"PRACTISING ROUGHNESS" ON MT.OZREN
AIM, BEOGRAD, July 4, 94
The offensive that the Sarajevo Government forces launched in the last fifteen days against the South-West parts of Mt. Ozren was, from the military standpoint, relatively successful. The Serbian forces were taken unawares by the charge of the Government units and suffered great losses (even several hundreds of dead are mentioned). At least ten villages were taken, and the Government forces came close to Vozuca, one of the major Serbian strongholds in this area. Over 5,000 Serbian civilians were forced to leave their homes and find refuge in Doboj and other places.
Last Wednesday an unidentified Serbian officer confirmed in Banjaluka that the Serbian forces had launched a counter-attack and got reinforcements. A unit of the so called "Panthers" arrived to this region from the area of Bijeljina and Majevica in North-East Bosnia, and large quantities of military materiel and heavy weapons were brought into this region. UNPROFOR sources from Sarajevo confirmed on Friday the allegations on a Serbian counter-offensive and said that the Serbian forces had succeeded in recovering a part of the territories occupied by the Sarajevo Government forces.
At this moment it is not altogether clear how successful the counter-offensive of the Serbian forces on Ozren was, but it is certain that they managed to keep some main positions, such as Vozuca, and to retain control over the communications and still are in the position to threaten Zavidovici, a village abutting on the south-west slopes of Ozren.

▶ **Data**
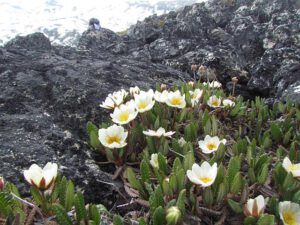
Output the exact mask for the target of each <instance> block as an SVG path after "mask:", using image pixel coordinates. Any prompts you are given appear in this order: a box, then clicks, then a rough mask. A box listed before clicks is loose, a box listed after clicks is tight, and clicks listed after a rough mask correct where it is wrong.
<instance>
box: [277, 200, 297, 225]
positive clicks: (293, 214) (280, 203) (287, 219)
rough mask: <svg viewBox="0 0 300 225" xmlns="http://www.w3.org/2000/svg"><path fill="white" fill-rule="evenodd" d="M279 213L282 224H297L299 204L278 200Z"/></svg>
mask: <svg viewBox="0 0 300 225" xmlns="http://www.w3.org/2000/svg"><path fill="white" fill-rule="evenodd" d="M279 215H280V219H281V220H282V222H283V224H284V225H299V224H300V205H299V204H297V203H294V202H290V201H284V202H280V203H279Z"/></svg>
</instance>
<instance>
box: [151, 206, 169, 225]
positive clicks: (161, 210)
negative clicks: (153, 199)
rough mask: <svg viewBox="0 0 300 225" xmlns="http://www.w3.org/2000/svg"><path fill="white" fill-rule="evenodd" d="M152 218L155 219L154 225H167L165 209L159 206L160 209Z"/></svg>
mask: <svg viewBox="0 0 300 225" xmlns="http://www.w3.org/2000/svg"><path fill="white" fill-rule="evenodd" d="M152 218H153V225H164V224H166V218H165V210H164V209H163V207H161V206H159V207H158V208H156V209H155V211H154V213H153V217H152Z"/></svg>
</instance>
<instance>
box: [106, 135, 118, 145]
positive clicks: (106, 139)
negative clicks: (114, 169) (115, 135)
mask: <svg viewBox="0 0 300 225" xmlns="http://www.w3.org/2000/svg"><path fill="white" fill-rule="evenodd" d="M106 142H107V143H108V144H112V143H118V144H120V142H121V138H120V137H119V136H108V137H107V138H106Z"/></svg>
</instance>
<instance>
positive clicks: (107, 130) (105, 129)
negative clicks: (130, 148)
mask: <svg viewBox="0 0 300 225" xmlns="http://www.w3.org/2000/svg"><path fill="white" fill-rule="evenodd" d="M98 135H99V141H100V142H101V144H102V145H103V146H105V147H107V148H123V147H124V146H126V145H127V143H126V142H125V140H126V138H127V135H128V132H127V131H125V129H124V128H123V127H122V126H118V125H116V124H114V125H112V126H110V127H108V128H106V129H105V128H101V129H99V132H98Z"/></svg>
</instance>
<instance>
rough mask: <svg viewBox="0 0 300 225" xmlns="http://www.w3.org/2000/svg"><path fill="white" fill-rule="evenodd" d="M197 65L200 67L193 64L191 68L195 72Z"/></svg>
mask: <svg viewBox="0 0 300 225" xmlns="http://www.w3.org/2000/svg"><path fill="white" fill-rule="evenodd" d="M197 67H198V66H197V65H195V64H193V65H192V66H191V70H192V71H193V72H196V70H197Z"/></svg>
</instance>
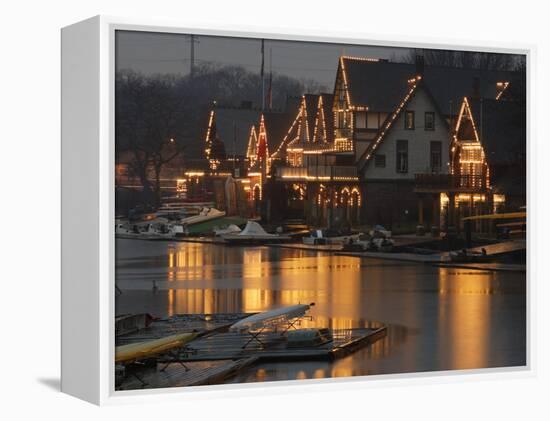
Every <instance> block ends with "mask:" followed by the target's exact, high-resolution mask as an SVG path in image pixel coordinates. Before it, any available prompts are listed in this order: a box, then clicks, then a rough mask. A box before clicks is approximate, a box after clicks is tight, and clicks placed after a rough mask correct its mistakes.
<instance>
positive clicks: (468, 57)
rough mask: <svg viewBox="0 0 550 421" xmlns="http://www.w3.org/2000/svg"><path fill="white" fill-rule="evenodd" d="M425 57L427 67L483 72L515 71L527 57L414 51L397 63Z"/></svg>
mask: <svg viewBox="0 0 550 421" xmlns="http://www.w3.org/2000/svg"><path fill="white" fill-rule="evenodd" d="M418 55H422V56H424V63H425V64H427V65H438V66H449V67H462V68H472V69H482V70H515V68H516V67H517V66H518V65H519V63H521V62H522V61H523V62H524V61H525V56H522V55H517V54H502V53H489V52H475V51H455V50H434V49H423V50H419V49H412V50H409V51H408V52H407V53H406V54H405V55H403V56H401V57H400V58H397V57H395V58H394V60H395V61H401V62H404V63H414V62H415V60H416V56H418Z"/></svg>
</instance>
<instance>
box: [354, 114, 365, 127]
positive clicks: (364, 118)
mask: <svg viewBox="0 0 550 421" xmlns="http://www.w3.org/2000/svg"><path fill="white" fill-rule="evenodd" d="M355 127H357V128H358V129H365V128H366V127H367V121H366V113H360V112H357V113H355Z"/></svg>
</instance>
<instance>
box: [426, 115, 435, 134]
mask: <svg viewBox="0 0 550 421" xmlns="http://www.w3.org/2000/svg"><path fill="white" fill-rule="evenodd" d="M424 130H435V113H433V112H426V113H425V114H424Z"/></svg>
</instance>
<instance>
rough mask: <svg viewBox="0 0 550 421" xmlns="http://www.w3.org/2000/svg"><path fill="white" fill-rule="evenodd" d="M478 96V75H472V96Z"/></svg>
mask: <svg viewBox="0 0 550 421" xmlns="http://www.w3.org/2000/svg"><path fill="white" fill-rule="evenodd" d="M479 97H480V84H479V76H474V79H473V81H472V98H477V99H479Z"/></svg>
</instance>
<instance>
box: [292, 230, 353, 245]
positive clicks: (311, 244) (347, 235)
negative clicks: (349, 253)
mask: <svg viewBox="0 0 550 421" xmlns="http://www.w3.org/2000/svg"><path fill="white" fill-rule="evenodd" d="M359 235H360V234H351V233H350V234H343V233H342V232H341V231H333V230H320V229H317V230H313V231H311V232H310V234H309V236H307V237H303V238H302V242H303V243H304V244H307V245H327V244H345V243H349V241H350V240H352V241H356V240H357V239H358V238H359Z"/></svg>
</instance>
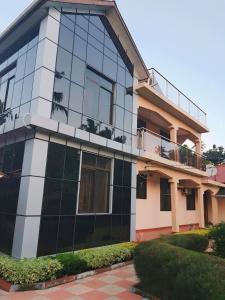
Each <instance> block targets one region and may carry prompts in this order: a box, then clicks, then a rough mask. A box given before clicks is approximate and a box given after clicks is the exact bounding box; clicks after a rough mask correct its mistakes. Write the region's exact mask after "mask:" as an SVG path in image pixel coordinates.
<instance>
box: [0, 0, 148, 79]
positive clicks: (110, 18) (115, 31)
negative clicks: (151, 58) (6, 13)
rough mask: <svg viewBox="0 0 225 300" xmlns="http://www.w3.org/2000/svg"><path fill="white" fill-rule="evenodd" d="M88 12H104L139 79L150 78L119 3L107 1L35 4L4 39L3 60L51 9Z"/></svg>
mask: <svg viewBox="0 0 225 300" xmlns="http://www.w3.org/2000/svg"><path fill="white" fill-rule="evenodd" d="M49 7H55V8H58V9H61V8H62V7H63V8H67V9H75V8H79V9H84V10H89V11H90V12H91V11H92V10H93V11H95V13H96V11H101V12H104V13H105V15H106V17H107V19H108V21H109V22H110V24H111V26H112V28H113V30H114V31H115V34H116V35H117V37H118V39H119V40H120V43H121V44H122V46H123V48H124V50H125V51H126V53H127V55H128V57H129V59H130V61H131V63H132V64H133V65H134V70H135V76H136V77H137V78H138V79H139V80H145V79H147V78H148V77H149V72H148V69H147V67H146V65H145V63H144V61H143V59H142V57H141V55H140V53H139V51H138V49H137V46H136V44H135V43H134V41H133V39H132V36H131V34H130V32H129V30H128V28H127V26H126V24H125V22H124V20H123V18H122V16H121V14H120V12H119V9H118V7H117V5H116V3H115V1H110V0H108V1H106V0H35V1H33V2H32V3H31V4H30V6H28V7H27V8H26V9H25V10H24V11H23V12H22V13H21V14H20V15H19V16H18V18H17V19H16V20H15V21H14V22H13V23H12V24H11V25H10V26H9V27H8V28H7V29H6V30H5V31H4V32H3V33H2V34H1V35H0V56H1V55H3V53H5V52H6V51H7V50H8V49H9V48H10V47H11V46H12V45H13V44H15V43H16V42H17V41H18V39H19V38H21V37H22V36H23V35H24V34H25V33H26V32H28V31H29V30H30V29H31V28H33V27H35V26H36V25H38V23H39V22H40V21H41V20H42V19H43V18H44V17H45V16H46V15H47V13H48V8H49Z"/></svg>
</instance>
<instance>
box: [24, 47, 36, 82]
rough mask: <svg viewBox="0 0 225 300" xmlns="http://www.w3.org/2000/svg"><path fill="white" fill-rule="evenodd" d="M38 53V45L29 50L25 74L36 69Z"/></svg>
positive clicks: (30, 72)
mask: <svg viewBox="0 0 225 300" xmlns="http://www.w3.org/2000/svg"><path fill="white" fill-rule="evenodd" d="M36 53H37V46H36V47H34V48H32V49H31V50H29V51H28V52H27V59H26V68H25V76H27V75H29V74H30V73H32V72H33V71H34V69H35V64H36Z"/></svg>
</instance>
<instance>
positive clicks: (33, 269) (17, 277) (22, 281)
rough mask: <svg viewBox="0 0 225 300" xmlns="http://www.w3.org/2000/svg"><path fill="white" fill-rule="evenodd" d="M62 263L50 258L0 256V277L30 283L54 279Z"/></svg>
mask: <svg viewBox="0 0 225 300" xmlns="http://www.w3.org/2000/svg"><path fill="white" fill-rule="evenodd" d="M61 269H62V265H61V264H60V262H58V261H57V260H53V259H51V258H37V259H26V260H25V259H24V260H14V259H11V258H8V257H6V256H1V257H0V277H1V278H3V279H5V280H7V281H9V282H11V283H14V284H22V285H30V284H33V283H36V282H41V281H47V280H50V279H55V278H56V276H57V273H58V272H59V271H60V270H61Z"/></svg>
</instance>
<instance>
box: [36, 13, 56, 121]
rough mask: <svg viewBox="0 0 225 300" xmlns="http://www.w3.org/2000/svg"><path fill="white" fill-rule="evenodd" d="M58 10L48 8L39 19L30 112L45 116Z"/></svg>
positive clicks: (52, 86) (53, 57)
mask: <svg viewBox="0 0 225 300" xmlns="http://www.w3.org/2000/svg"><path fill="white" fill-rule="evenodd" d="M59 21H60V12H59V11H57V10H56V9H54V8H50V9H49V13H48V16H47V17H46V18H45V19H43V20H42V21H41V24H40V30H39V43H38V49H37V59H36V66H35V70H36V71H35V74H34V83H33V92H32V101H31V109H30V112H31V113H32V114H38V115H41V116H43V117H46V118H50V116H51V107H52V93H53V86H54V78H55V73H54V72H55V65H56V56H57V43H58V37H59V26H60V23H59Z"/></svg>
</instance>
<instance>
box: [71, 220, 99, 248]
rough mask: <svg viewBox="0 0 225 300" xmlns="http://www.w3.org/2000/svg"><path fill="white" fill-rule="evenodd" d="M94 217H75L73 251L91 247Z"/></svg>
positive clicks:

▶ **Exercise goal**
Reproduce the entire news report on the fighting at Mount Ozren word for word. The records are not needed for anything here.

▶ **Answer box**
"PRACTISING ROUGHNESS" ON MT.OZREN
AIM, BEOGRAD, July 4, 94
The offensive that the Sarajevo Government forces launched in the last fifteen days against the South-West parts of Mt. Ozren was, from the military standpoint, relatively successful. The Serbian forces were taken unawares by the charge of the Government units and suffered great losses (even several hundreds of dead are mentioned). At least ten villages were taken, and the Government forces came close to Vozuca, one of the major Serbian strongholds in this area. Over 5,000 Serbian civilians were forced to leave their homes and find refuge in Doboj and other places.
Last Wednesday an unidentified Serbian officer confirmed in Banjaluka that the Serbian forces had launched a counter-attack and got reinforcements. A unit of the so called "Panthers" arrived to this region from the area of Bijeljina and Majevica in North-East Bosnia, and large quantities of military materiel and heavy weapons were brought into this region. UNPROFOR sources from Sarajevo confirmed on Friday the allegations on a Serbian counter-offensive and said that the Serbian forces had succeeded in recovering a part of the territories occupied by the Sarajevo Government forces.
At this moment it is not altogether clear how successful the counter-offensive of the Serbian forces on Ozren was, but it is certain that they managed to keep some main positions, such as Vozuca, and to retain control over the communications and still are in the position to threaten Zavidovici, a village abutting on the south-west slopes of Ozren.